+++ Trecho +++
Uma pausa: o que afirmarei aqui resulta de minhas experiências, minha maneira de ver as coisas, meus valores e meus critérios de moralidade e de ética. Logo, não falo pela ‘categoria’ e nem a ela me dirijo. Estou apenas a expressar pontos de vista no atual estágio de minha carreira — onze anos de atividade em instituição de ensino superior (IES) federal.

O acesso a academia é, para muitos, felizmente, apenas o começo de uma nova maratona que será percorrida, a nova jornada morro acima (provavelmente até sua aposentadoria), com muitos, ou muitíssimos obstáculos até o(s) cume(s) visado(s). Outra pausa: se chegou a academia sem qualquer contribuição previdenciária, e espera se aposentar com 100% do que lhe será de direito, precisará exercer seu trabalho por 40 anos! Retornando aos obstáculos, o primeiro deles é que se você se propôs a fazer ciência, deverá antes estar docente. Na outra ponta, se você se propôs a ensinar (na sua especialidade) não lhe é imputado o dever de fazer ciência. Você pode, obviamente, ser docente e ser cientista (ao menos é o que a banca constituída em um concurso público nas IES procura encontrar, tópico para futuras reflexões). A academia, com seus primórdios em Platão, sempre foi e deverá ser a casa da pluralidade de ideias, da construção do saber (científico), da formação de quadros profissionais de nível superior (de excelência), da extensão (interação com a sociedade) e de domínio e cultivo do saber humano. É o que almejamos. Se é o que encontramos, isso cabe a futuras reflexões.

Saí de São Paulo (UNESP e UNICAMP) chegando ao Departamento de Ciências Fisiológicas da UFSC sem saber ao certo o que encontrar, mas com a certeza do que tinha a entregar. Tudo o que construí aqui na UFSC, construí do zero. Sem amigos e sem referências locais pré-estabelecidas, apenas eu e minha motivação. Ao chegar, apenas cruzei a linha de chegada. É importante salientar que as condições das IES são as mais variadas. A unidade executora na IES normalmente se dá no nível Departamental, que por sua vez está vinculado a um Centro (ou Instituto, ou Faculdade) e este, por sua vez, está sob a égide da Universidade.
+++ Listagem fornecida +++
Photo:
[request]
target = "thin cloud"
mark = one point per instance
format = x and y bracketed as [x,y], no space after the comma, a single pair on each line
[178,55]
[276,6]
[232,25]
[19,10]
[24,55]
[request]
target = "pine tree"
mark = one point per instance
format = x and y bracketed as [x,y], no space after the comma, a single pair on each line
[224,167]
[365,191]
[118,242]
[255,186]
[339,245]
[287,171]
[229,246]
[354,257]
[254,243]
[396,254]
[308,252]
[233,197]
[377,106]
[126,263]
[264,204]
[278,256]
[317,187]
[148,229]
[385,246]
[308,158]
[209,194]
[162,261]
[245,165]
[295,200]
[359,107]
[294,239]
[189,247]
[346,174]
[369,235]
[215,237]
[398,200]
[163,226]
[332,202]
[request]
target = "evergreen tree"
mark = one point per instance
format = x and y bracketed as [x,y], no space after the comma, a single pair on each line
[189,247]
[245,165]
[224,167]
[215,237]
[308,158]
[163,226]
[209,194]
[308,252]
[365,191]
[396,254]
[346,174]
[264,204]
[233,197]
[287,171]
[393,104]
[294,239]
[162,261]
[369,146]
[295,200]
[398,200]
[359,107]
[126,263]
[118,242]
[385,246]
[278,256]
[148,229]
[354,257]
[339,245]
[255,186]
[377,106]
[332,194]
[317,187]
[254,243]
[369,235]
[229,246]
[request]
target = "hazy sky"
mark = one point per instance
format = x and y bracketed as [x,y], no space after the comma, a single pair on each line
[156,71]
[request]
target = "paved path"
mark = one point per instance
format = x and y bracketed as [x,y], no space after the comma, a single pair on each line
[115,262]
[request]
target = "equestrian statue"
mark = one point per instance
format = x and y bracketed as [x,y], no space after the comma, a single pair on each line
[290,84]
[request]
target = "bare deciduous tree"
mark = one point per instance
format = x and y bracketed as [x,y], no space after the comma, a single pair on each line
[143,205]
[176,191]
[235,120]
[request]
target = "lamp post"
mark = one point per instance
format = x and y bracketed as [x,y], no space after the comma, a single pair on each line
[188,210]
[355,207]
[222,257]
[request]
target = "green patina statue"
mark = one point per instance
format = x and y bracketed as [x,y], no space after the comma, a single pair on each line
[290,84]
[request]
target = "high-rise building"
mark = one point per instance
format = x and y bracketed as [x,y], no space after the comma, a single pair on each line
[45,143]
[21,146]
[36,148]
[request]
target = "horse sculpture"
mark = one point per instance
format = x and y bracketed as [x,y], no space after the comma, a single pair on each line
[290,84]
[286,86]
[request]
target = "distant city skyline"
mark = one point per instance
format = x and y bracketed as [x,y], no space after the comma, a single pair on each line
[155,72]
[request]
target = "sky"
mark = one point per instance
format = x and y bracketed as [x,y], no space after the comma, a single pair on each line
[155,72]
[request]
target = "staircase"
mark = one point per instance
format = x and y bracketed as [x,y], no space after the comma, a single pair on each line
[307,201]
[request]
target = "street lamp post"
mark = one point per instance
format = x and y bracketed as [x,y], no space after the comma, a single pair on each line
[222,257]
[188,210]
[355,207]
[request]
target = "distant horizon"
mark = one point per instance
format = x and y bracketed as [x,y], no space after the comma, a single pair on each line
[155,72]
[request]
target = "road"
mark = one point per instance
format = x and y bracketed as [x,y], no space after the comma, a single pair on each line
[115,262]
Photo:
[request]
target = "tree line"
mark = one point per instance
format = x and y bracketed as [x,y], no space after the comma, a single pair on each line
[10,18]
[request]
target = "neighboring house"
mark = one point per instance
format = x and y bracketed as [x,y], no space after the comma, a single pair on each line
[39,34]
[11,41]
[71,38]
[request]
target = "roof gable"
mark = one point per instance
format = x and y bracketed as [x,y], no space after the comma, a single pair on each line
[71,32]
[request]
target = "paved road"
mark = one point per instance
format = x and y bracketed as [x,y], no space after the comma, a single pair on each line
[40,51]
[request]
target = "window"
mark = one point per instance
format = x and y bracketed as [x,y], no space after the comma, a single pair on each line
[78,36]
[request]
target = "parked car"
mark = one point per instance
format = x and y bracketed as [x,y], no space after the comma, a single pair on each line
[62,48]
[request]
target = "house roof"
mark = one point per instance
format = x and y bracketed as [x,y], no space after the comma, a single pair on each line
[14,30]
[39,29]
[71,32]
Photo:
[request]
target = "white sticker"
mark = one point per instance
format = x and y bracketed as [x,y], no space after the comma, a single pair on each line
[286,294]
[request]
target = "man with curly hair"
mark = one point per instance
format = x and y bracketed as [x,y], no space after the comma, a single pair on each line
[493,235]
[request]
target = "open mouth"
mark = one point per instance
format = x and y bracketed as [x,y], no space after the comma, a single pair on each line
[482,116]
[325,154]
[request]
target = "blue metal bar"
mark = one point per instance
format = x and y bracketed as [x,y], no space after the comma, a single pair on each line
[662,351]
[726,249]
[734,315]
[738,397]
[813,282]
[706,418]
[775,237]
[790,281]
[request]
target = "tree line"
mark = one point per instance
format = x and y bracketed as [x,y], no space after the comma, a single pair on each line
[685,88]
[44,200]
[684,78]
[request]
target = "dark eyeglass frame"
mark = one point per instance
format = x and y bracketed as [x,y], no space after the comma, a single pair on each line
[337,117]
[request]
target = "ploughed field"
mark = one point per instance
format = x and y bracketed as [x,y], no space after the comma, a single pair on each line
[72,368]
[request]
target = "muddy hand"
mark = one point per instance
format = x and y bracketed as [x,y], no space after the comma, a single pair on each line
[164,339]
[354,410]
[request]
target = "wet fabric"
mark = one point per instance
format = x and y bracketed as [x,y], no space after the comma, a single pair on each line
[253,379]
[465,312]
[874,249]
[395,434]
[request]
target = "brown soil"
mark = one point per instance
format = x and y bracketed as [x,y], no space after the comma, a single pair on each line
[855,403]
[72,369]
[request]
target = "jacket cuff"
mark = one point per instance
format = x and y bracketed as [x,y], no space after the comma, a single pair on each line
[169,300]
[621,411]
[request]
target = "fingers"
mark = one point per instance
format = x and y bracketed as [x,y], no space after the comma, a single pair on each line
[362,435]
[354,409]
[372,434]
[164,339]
+++
**Tarefas do exercício:**
1. Traduza para o inglês a seguinte frase do trecho: "Tudo o que construí aqui na UFSC, construí do zero."
2. Indique se cada afirmação abaixo está de acordo com o trecho, respondendo sim ou não e citando as palavras decisivas do texto. (a) O autor tem onze anos de atividade em uma instituição de ensino superior federal. (b) Quem se propõe a ensinar tem o dever de fazer ciência. (c) O autor chegou à UFSC contando com amigos e referências locais.
3. Transcreva do trecho a passagem entre "Uma pausa: o" e "superior (IES) federal.", inclusive.
A listagem não é necessária para a realização deste exercício.

**Respostas:**
1. Everything I built here at UFSC, I built from scratch.

2.
(a) Sim: "onze anos de atividade em instituição de ensino superior (IES) federal".
(b) Não: "se você se propôs a ensinar (na sua especialidade) não lhe é imputado o dever de fazer ciência".
(c) Não: "Sem amigos e sem referências locais pré-estabelecidas".

3.
Uma pausa: o que afirmarei aqui resulta de minhas experiências, minha maneira de ver as coisas, meus valores e meus critérios de moralidade e de ética. Logo, não falo pela ‘categoria’ e nem a ela me dirijo. Estou apenas a expressar pontos de vista no atual estágio de minha carreira — onze anos de atividade em instituição de ensino superior (IES) federal.